• **WHAT THIS TASK INVOLVES**: Copy the lines below word for word, leaving out the pictures.
%%
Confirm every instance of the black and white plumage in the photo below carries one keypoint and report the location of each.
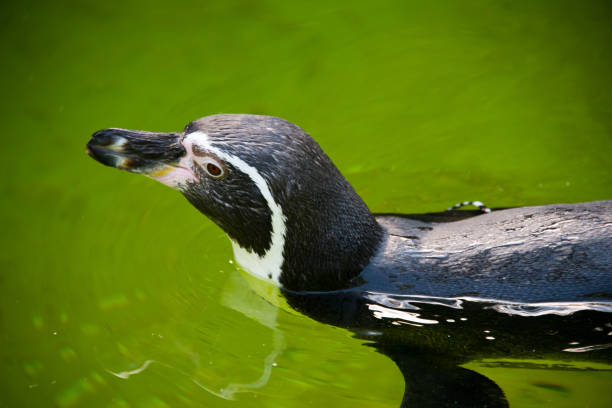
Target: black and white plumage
(294, 220)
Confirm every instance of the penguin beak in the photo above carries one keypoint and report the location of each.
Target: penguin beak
(157, 155)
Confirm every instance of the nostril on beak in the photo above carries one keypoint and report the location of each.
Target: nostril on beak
(102, 138)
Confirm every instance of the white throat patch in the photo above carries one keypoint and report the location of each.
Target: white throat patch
(268, 266)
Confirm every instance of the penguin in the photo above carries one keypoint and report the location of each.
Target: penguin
(431, 291)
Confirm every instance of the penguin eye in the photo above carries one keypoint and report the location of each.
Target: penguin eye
(214, 169)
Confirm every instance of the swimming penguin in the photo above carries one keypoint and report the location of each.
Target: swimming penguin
(431, 291)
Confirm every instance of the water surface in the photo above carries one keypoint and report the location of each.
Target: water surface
(115, 292)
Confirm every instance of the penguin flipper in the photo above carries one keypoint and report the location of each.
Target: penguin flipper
(433, 381)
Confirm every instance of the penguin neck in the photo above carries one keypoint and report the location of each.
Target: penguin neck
(330, 236)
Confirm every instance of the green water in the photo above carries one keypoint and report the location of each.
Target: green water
(420, 104)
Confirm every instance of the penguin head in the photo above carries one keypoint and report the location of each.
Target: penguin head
(291, 216)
%%
• **EXERCISE OUTPUT**:
Confirm every instance of the black and white plumage in the photo below carries one keypoint and report the location of each.
Target: black and white plumage
(294, 220)
Confirm every instance of the penguin beak in the photo above carries one keypoint and report the location of each.
Target: penguin beak
(157, 155)
Confirm every instance of the nostril on beak in the photo above carries one keypoint and report the location of each.
Target: nostril on beak
(102, 138)
Confirm every instance of the white throat patch in the photo above carries one keypoint and report the location of each.
Target: white throat patch
(268, 266)
Confirm every instance of the penguin in the photo above carries one keypoint and report the location of each.
Target: penguin
(431, 291)
Confirm every instance of the penguin eye in the photo above carries one keypoint and report the location of each.
Target: penguin eye
(214, 169)
Confirm every instance of the swimming penguin in the photo above carries one keypoint and report the location of each.
Target: swimming penguin
(431, 291)
Confirm every instance of the water surface in the photo above carries one keypoint and report the location of each.
Target: water surface
(115, 292)
Confirm every instance of the penguin flipper in the photo above carries one keypoint and report the location of each.
Target: penguin flipper
(433, 381)
Confirm every instance of the penguin neck in the photo above carries one keypoint and report the location of each.
Target: penguin neck
(330, 236)
Confirm every instance of the green water in the photo above carries one keypoint and report the location of each.
Target: green water
(420, 104)
Confirm every instance of the penguin head in the photo above carries one keypoint and report the location of each.
Target: penguin head
(291, 216)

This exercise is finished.